ZIEL 1> Entnehmen Sie dem Artikel über den Praxistest von ECM-Produkten den Abschnitt von „- sehr komfortabler“ bis einschließlich „der Rechnung anzeigen.“ und geben Sie ihn wortgetreu wieder.
ZIEL 2> Aus welchen Schritten bestand laut dem Artikel über den Praxistest von ECM-Produkten der Arbeitsablauf im Beispielprozess „Rechnungsprüfung“?
ZIEL 3> Führen Sie den Artikel über den Praxistest von ECM-Produkten im Anschluss an seinen letzten Satz weiter.

Elchtest für ECM-Produkte

23.01.2006
Vier Systeme für Enterprise-Content-Management müssen ihre Praxistauglichkeit beweisen.
Keine klaren Sieger und zum Teil erhebliche Unterschiede im Detail ergab der Labortest. Letztlich sind die konkreten Anforderungen im Projekt für die Produktauswahl ausschlaggebend.
Keine klaren Sieger und zum Teil erhebliche Unterschiede im Detail ergab der Labortest. Letztlich sind die konkreten Anforderungen im Projekt für die Produktauswahl ausschlaggebend.

Wer sich heute für Software zur Verwaltung strukturierter und unstrukturierter Informationen interessiert, sieht sich einer großen Produktvielfalt, zahlreichen Techniken und Akronymen gegenüber. Ein solcher ist der Sammelbegriff Enterprise-Content-Management (ECM), der sich aber nur langsam gegen die Bezeichnungen Dokumenten- oder Web-Content-Management durchsetzt. Auch zur Ordnung der Produktkategorien und einem tieferen Marktverständnis der Anwender hat der Begriff nur wenig beigetragen.

Die Ergebnisse im Praxistest

Anhand der Beispielprozesse "Grundbuch" und "Rechnungs- prüfung" wurden die ECM-Produkte im Detail auf ihre Praxistauglichkeit getestet. Im letzteren Fall bestand der Arbeitsablauf aus Rechnungserfassung, Weiterlei-tung/Prüfung und Archivierung. Zwar erfüllten alle Produkte die Anforderungen, zeigten aber beispielsweise bei der Workflow-Definition deutliche Unterschiede. Mit einem relativ einfachen Design bei hoher Funktionalität konnte hier Optimal Systems glänzen.

Ein paar Kommentare:

Elo Professional 5.0

- sehr gutes Workflow-Reporting,

- Im Prozess leitete das System stets zur richtigen Person weiter,

- Bearbeitungsmasken stehen für die Workflow-Bearbeitung zur Verfügung,

- Eskalationsszenarien erfordern Skripting,

- Wiedervorlage kann nicht auf Workflows gesetzt werden,

- Look and Feel in der Bearbeitung nicht zeitgemäß.

OS.5 ECM-Suite

- Die Weiterleitung ist automatisiert und transparent,

- sehr komfortabler Maskeneditor,

- einfache Definition von Eskalationsszenarien,

- sehr gute Wiedervorlagefunktion.

- Einziges Manko: Indexdaten der Rechnung lassen sich nur in einem eigenen Fenster und nicht neben der Rechnung anzeigen.

Saperion Enterprise Solution 5.5

- Vorgegebene Indexfelder waren vorhanden,

- Editor erlaubt einfache Definition von Eskalationsszenarien,

- schöne Statusanzeige und Historien-Funktion.

- In der Weiterleitung fehlt etwas die Transparenz

- Indexwerte der Rechnung sind schwer zugänglich,

- Workflow-Interaktionen erfolgen über Kontextmenü - sehr ungewohnte Handhabung,

- andere Personen lassen sich auf Wiedervorlage setzen.

GESPEICHERTE EINTRÄGE>
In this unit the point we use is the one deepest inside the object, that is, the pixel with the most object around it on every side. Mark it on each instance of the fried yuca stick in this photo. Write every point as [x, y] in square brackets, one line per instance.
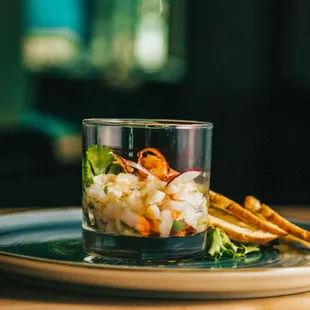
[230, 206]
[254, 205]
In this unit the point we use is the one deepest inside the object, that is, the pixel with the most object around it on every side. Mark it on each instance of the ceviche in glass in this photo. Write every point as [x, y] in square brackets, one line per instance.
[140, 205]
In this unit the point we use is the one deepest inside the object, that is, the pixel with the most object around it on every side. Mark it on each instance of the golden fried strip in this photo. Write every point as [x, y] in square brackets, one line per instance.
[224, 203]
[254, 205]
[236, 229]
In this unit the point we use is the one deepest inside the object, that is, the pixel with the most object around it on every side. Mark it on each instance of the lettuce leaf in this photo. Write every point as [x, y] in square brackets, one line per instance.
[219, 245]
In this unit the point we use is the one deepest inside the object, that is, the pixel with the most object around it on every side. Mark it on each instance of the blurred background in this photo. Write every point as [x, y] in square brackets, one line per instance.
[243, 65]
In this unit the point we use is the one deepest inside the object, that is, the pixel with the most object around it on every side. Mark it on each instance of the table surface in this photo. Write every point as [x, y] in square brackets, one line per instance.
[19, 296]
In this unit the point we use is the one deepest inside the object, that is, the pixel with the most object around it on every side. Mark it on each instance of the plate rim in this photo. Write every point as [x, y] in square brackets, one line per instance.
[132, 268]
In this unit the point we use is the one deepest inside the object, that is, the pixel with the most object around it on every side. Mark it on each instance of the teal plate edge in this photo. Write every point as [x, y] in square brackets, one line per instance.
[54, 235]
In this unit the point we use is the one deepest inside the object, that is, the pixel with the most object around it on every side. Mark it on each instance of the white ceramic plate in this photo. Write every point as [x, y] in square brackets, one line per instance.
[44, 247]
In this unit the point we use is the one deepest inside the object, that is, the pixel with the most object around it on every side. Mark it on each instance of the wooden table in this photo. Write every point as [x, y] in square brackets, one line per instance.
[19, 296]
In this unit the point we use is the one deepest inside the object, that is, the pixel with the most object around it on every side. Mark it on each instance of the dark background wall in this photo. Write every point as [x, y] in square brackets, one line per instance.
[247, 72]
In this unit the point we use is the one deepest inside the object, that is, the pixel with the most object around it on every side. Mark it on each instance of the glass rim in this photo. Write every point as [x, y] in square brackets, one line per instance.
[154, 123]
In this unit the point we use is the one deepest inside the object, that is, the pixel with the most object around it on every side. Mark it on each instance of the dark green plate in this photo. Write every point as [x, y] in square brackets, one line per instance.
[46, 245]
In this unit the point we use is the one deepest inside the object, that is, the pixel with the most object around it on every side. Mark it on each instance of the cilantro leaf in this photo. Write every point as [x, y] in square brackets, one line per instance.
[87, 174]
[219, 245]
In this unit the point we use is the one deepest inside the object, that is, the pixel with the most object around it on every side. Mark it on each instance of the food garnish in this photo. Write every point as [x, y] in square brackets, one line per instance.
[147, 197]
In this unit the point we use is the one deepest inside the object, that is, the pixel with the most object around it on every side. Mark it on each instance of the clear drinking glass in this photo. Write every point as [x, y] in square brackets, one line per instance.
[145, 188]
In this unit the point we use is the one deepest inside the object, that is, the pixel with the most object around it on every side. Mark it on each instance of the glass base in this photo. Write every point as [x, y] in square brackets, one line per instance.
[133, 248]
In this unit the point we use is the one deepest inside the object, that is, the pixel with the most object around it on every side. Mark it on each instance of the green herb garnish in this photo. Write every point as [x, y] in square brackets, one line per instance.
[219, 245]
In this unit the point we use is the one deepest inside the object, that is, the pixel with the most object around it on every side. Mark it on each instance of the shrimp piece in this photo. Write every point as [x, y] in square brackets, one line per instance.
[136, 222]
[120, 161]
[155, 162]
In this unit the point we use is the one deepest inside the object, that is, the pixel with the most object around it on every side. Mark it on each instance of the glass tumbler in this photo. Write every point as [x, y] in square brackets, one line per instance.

ANTWORT 1>
- sehr komfortabler Maskeneditor,

- einfache Definition von Eskalationsszenarien,

- sehr gute Wiedervorlagefunktion.

- Einziges Manko: Indexdaten der Rechnung lassen sich nur in einem eigenen Fenster und nicht neben der Rechnung anzeigen.

ANTWORT 2> Der Arbeitsablauf bestand aus Rechnungserfassung, Weiterleitung/Prüfung und Archivierung.

ANTWORT 3>
Doxis iECM Suite

- Die Rechnungserfassung ist recht einfach,

- Editor bietet komfortablen Maskeneditor,

- Bearbeitung der einzelnen Schritte im Workflow ist recht einfach und transparent und lässt sich in ansprechende Masken darstellen,

- einfache Handhabung der Workflow-Historie.

- Indexfelder sind nicht zeitgleich mit der Rechnung und der Bearbeitungsmaske zur Prüfung zu sehen,

- es waren keine Eskalationsszenarien definiert.

Hier lesen Sie …

• die Stärken und Schwächen gängiger ECM-Produkte;

• wie es um ihre Praxistauglichkeit bestellt ist;

• wie gut sie in Microsoft Office integriert sind.

Mehr zum Thema

www.computerwoche.de/go/

567270: Markt Dokumenten-Management;

551130: Archivsoftware;

566466: Content-Management.

Mehr Licht in den Markt

Der im letzten Jahr erstmals veranstaltete "ECM Vergleichstest 2005" der DMS-Akademie, einer Tochter des IT-Dienstleisters Pentadoc, soll vor allem einen praxisnahen Überblick über ECM-Produkte auf dem deutschen Markt geben. Hierfür wurden im Labor (Client-Server-Umgebung mit Microsoft-Technik) marktgängige Systeme auf ihre Kernfunktionen überprüft sowie anhand von Anwendungsszenarien detailliert auf ihre Praxistauglichkeit beurteilt. Tester waren Berater von Pentadoc sowie Endanwender anderer Unternehmen.

Im Einzelnen bewertet wurden die Produkte:

• "Elo Professional 5.0" von Elo Digital Office,

• die "OS.5 ECM-Suite" von Optimal Systems,

• "Saperion Enterprise Solution 5.5" von Saperion und

• "Doxis iECM Suite" von SER.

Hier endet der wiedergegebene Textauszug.